Stored entries:
════════════════

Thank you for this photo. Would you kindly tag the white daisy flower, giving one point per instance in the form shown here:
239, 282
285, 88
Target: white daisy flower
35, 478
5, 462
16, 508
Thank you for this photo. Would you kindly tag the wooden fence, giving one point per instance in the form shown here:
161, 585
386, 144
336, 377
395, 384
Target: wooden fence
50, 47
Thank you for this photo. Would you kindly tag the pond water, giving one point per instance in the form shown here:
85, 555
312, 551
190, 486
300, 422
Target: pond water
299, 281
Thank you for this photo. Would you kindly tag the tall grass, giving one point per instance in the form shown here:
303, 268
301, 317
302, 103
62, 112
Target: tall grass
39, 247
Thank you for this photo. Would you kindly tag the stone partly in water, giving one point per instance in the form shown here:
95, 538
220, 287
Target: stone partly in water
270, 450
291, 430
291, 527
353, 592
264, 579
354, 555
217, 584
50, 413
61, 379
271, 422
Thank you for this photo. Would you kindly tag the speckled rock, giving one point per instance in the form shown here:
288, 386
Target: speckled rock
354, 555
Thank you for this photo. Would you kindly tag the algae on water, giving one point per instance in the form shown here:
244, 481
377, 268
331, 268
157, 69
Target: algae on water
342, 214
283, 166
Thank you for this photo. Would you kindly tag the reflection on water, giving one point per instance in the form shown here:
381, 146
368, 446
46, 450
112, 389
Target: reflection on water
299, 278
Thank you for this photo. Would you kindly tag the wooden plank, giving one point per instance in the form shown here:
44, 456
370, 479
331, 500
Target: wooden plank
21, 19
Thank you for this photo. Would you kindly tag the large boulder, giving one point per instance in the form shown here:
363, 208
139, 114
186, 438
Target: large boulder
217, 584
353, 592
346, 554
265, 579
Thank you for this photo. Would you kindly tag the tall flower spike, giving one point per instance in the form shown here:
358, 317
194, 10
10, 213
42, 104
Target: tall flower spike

════════════════

Your assignment:
Go through the data and return each line where the word "kindly" appears.

Response to the task:
Thank you for this photo. Would you kindly tag the white daisy flower, giving one point per instance in the form shown here:
Thank you for this photo. Would you kindly tag the wooden fence, giving one point per instance in the form shown here:
Thank you for this photo. Would you kindly tag the pond water, giving one point per instance in the form shown here:
Thank you for this photo. Would you kindly tag the tall grass, giving one point per instance in the form shown here:
Thank you for this photo. Would you kindly tag the stone partly in water, giving one point per instance in the form shown here:
Thank you for this photo. Would you kindly tag the speckled rock, giving one point per instance in the form shown here:
Thank you for this photo. Would you kindly tag the algae on water, giving one point per instance in the form shown here:
Thank you for this photo. Would you kindly tag the reflection on water, giving one point per instance in the form shown here:
Thank you for this photo. Would you kindly tag the wooden plank, giving one point per instance in the form shown here:
Thank you for this photo. Would you kindly tag the large boulder, giving one point per instance in the form shown here:
Thank you for this photo. Would you kindly tag the tall flower spike, giving one point per instance in the form shown here:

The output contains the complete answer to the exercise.